Records to process:
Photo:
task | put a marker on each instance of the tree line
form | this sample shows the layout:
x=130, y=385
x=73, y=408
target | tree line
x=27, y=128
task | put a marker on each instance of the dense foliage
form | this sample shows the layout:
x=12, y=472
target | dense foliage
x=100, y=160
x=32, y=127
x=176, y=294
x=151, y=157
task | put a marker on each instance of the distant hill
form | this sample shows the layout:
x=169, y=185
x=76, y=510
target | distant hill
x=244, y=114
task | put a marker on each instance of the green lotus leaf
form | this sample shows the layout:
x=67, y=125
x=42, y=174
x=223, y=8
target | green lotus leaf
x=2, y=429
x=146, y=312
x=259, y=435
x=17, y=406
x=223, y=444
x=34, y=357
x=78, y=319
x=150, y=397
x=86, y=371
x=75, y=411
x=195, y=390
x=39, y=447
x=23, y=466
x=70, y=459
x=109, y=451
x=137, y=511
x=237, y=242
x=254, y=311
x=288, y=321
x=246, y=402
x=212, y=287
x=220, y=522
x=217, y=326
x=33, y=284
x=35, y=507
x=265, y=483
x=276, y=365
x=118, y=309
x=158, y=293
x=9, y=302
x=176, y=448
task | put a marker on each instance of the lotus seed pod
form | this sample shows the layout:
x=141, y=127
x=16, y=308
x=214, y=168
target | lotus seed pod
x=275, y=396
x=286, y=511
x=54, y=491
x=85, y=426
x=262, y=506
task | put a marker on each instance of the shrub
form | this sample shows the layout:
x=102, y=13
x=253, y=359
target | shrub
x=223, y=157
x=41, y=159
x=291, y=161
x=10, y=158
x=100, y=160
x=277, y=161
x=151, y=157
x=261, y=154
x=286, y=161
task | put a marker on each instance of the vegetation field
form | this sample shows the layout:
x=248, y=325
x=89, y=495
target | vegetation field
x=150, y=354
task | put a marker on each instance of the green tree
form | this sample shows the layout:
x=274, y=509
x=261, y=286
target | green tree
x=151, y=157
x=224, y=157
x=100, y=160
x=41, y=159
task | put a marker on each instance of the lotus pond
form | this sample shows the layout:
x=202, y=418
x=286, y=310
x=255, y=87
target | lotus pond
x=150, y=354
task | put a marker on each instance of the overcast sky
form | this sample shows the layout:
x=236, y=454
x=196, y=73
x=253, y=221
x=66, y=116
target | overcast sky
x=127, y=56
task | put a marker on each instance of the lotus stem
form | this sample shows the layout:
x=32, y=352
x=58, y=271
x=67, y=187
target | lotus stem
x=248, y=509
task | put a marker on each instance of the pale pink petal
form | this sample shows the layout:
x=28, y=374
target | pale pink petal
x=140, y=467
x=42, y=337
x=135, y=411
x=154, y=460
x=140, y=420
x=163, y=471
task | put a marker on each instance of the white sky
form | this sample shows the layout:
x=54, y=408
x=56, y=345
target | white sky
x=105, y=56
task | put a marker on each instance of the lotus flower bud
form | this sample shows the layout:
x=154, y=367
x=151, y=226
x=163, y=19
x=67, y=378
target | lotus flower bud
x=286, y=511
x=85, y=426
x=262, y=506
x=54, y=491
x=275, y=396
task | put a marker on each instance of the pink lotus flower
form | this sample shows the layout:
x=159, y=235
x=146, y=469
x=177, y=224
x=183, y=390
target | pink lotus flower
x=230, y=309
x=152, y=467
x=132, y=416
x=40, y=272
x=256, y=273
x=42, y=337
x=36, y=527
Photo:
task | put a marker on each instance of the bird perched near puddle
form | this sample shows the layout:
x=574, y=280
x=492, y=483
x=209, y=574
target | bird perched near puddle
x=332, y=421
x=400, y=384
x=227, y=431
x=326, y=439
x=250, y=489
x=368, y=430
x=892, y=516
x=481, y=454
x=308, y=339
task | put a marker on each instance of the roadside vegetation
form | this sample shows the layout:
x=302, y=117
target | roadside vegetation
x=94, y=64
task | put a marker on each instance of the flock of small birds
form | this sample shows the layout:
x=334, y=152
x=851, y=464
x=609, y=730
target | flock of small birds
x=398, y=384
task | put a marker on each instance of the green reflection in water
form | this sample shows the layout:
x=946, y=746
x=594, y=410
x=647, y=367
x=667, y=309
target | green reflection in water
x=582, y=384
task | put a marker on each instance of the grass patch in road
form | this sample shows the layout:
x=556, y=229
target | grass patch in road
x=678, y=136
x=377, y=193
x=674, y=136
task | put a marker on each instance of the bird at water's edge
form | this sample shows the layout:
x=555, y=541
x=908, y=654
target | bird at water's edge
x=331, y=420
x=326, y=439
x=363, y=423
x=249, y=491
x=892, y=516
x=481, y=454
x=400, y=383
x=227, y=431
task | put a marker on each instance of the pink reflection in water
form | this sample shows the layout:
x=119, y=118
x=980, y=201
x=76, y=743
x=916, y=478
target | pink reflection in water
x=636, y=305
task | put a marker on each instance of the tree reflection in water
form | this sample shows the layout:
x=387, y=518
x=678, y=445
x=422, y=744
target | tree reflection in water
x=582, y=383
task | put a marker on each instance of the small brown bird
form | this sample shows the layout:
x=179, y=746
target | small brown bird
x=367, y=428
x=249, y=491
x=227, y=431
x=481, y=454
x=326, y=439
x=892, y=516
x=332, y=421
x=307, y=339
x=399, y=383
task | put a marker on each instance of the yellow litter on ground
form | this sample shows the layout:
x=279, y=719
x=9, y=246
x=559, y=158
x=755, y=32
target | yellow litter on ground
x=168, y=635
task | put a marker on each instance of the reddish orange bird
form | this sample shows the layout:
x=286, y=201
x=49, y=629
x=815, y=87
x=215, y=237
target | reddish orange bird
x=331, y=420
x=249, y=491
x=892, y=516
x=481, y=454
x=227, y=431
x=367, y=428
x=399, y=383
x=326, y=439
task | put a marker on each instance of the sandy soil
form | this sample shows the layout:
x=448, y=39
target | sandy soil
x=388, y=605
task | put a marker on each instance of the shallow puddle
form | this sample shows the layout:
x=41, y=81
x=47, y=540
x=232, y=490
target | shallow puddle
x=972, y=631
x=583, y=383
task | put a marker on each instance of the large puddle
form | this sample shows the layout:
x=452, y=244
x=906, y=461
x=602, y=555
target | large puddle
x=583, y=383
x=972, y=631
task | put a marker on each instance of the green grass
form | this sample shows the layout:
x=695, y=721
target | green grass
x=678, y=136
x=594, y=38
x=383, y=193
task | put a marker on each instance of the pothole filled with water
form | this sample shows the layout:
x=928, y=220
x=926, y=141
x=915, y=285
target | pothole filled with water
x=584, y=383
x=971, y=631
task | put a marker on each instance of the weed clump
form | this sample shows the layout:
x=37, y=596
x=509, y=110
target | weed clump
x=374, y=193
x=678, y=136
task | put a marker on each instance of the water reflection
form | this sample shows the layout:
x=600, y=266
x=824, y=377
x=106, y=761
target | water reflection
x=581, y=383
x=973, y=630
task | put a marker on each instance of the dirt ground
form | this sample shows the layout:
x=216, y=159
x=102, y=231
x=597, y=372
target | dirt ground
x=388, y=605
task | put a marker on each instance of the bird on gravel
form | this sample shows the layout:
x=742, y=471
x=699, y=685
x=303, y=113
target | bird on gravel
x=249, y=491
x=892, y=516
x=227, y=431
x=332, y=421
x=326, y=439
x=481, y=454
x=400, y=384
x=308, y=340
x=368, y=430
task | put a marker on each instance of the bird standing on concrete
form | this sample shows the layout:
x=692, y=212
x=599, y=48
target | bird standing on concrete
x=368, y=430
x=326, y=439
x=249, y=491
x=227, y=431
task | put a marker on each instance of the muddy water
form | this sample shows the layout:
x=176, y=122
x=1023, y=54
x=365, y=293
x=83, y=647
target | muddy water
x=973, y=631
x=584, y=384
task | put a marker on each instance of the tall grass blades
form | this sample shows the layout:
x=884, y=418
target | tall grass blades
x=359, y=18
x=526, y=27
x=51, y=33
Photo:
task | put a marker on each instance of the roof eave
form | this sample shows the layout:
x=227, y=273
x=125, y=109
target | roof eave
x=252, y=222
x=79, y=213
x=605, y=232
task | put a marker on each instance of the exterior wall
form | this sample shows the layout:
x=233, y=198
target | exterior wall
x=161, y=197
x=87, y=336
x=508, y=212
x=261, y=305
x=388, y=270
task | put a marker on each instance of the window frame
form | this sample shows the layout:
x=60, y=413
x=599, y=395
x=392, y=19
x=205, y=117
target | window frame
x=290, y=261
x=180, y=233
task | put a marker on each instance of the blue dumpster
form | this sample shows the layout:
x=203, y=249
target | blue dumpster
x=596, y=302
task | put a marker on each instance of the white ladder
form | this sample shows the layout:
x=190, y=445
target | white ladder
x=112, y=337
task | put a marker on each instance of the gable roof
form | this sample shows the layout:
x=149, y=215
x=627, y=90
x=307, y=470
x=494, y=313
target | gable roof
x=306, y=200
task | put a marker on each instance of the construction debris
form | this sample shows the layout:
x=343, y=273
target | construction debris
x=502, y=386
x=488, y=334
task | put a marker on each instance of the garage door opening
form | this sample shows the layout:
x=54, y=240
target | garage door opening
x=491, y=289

What is needed: Rewrite the records from the line with "the bird standing on concrete" to the line with "x=596, y=302", replacing "put a marker" with "place a point" and keeping everything else the same.

Final answer:
task | place a point on each instance of the bird standing on concrete
form | this sample shows the layout:
x=692, y=212
x=599, y=48
target | bird standing on concrete
x=368, y=430
x=326, y=439
x=249, y=491
x=227, y=431
task | place a point on each instance of the muddy water
form | this sample shows the layout:
x=176, y=122
x=1023, y=54
x=365, y=293
x=83, y=647
target | muddy water
x=973, y=631
x=584, y=384
task | place a point on each instance of the tall grass blades
form | this sample shows the layout:
x=884, y=418
target | tall grass blades
x=359, y=18
x=526, y=27
x=51, y=33
Photo:
task | place a point on each instance of the roof eave
form | this sample shows the layout:
x=227, y=273
x=125, y=109
target | roof eave
x=252, y=222
x=79, y=213
x=605, y=232
task | place a point on each instance of the exterior wall
form | this sample shows the layout:
x=233, y=198
target | exterior wall
x=161, y=197
x=87, y=336
x=508, y=212
x=261, y=305
x=388, y=270
task | place a point on each instance of the window frame
form | this sample shows the layout:
x=60, y=413
x=599, y=395
x=392, y=19
x=205, y=117
target | window frame
x=290, y=261
x=180, y=233
task | place a point on each instance of the blue dumpster
form | this sample shows the layout:
x=203, y=249
target | blue dumpster
x=596, y=302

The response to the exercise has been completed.